● 任务指令 1:
把下方标注记录每个条目中的“Target”替换成“Category”，其余内容一律保持不变，然后输出全部条目，图片不要放进结果。

ES 十二月 21, 2023

脚本查询 scripting

文章字数 34k 阅读约需 31 mins. 阅读次数 0

scripting

​ Scripting是ES支持的一种专门用于复杂场景下支持自定义编程的强大的脚本功能,ES支持多种脚本语言,如painless,其语法类似于Java,也有注释、关键字、类型、变量、函数等,其就要相对于其他脚本高出几倍的性能,并且安全可靠,可以用于内联和存储脚本。

语言

groovy: 即es 1.4.x - 5.0 的默认脚本语言.

painless: es5.0之后的默认脚本语言.

expression: 每个文档的开销较低,表达式的作用更多,可以非常快速地执行.但只能访问数值,布尔值,日期与geo_point字段.

mustache: 提供模板参数化查询.

特点

  • 灵活度高,可编程能力强
  • 相较于DSL性能低
  • 不适用于复杂的业务场景

应用场景

  • 自定义分词
  • 自定义相关度
  • 自定义评分
  • 自定义过滤器
  • 自定义聚合分析
  • 自定义reindex
  • 等等

正则开启

​ 早先某些版本正则表达式默认情况下处于禁用模式,因为它绕过了painless的针对长时间运行和占用内存脚本的保护机制,而且有深度堆栈行为.

elasticsearch.yml中增加配置script.painless.regex.enabled: true

格式

脚本的格式:

"script": {
    "lang":   "...",  
    "source" | "id": "...",  
    "params": { ... }  
  }

lang: 语言.默认为painless.

source: 可以为 inline 脚本,或者是一个 id.这个id为stored脚本的id.

params: 脚本中所需的输入参数.


es8中可以通过GET _script_language 查看支持的语言与用法

GET _script_language

{
  "types_allowed" : [
    "inline",
    "stored"
  ],
  "language_contexts" : [
    {
      "language" : "expression",
      "contexts" : [
        "aggregation_selector",
        "aggs",
        "bucket_aggregation",
        "field",
        "filter",
        "number_sort",
        "score",
        "terms_set"
      ]
    },
    {
      "language" : "mustache",
      "contexts" : [
        "template"

● 标注记录摘录:
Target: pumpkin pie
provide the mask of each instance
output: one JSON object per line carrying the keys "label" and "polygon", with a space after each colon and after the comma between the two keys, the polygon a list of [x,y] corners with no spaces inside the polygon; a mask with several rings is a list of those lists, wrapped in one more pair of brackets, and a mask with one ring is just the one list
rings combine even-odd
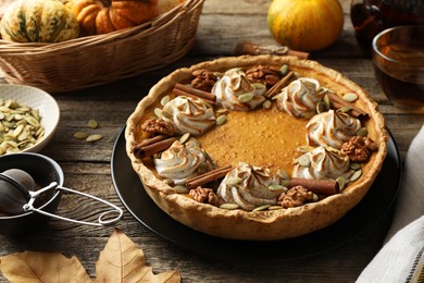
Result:
{"label": "pumpkin pie", "polygon": [[339,72],[295,57],[176,70],[128,118],[126,151],[174,220],[232,239],[301,236],[365,196],[387,152],[377,104]]}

● 任务指令 2:
原文“语言”一节介绍了哪些脚本语言？请全部列出。

● 输出结果 1:
Category: pumpkin pie
provide the mask of each instance
output: one JSON object per line carrying the keys "label" and "polygon", with a space after each colon and after the comma between the two keys, the polygon a list of [x,y] corners with no spaces inside the polygon; a mask with several rings is a list of those lists, wrapped in one more pair of brackets, and a mask with one ring is just the one list
rings combine even-odd
Result:
{"label": "pumpkin pie", "polygon": [[339,72],[295,57],[176,70],[128,118],[126,151],[174,220],[232,239],[301,236],[365,196],[387,152],[377,104]]}

● 输出结果 2:
groovy、painless、expression、mustache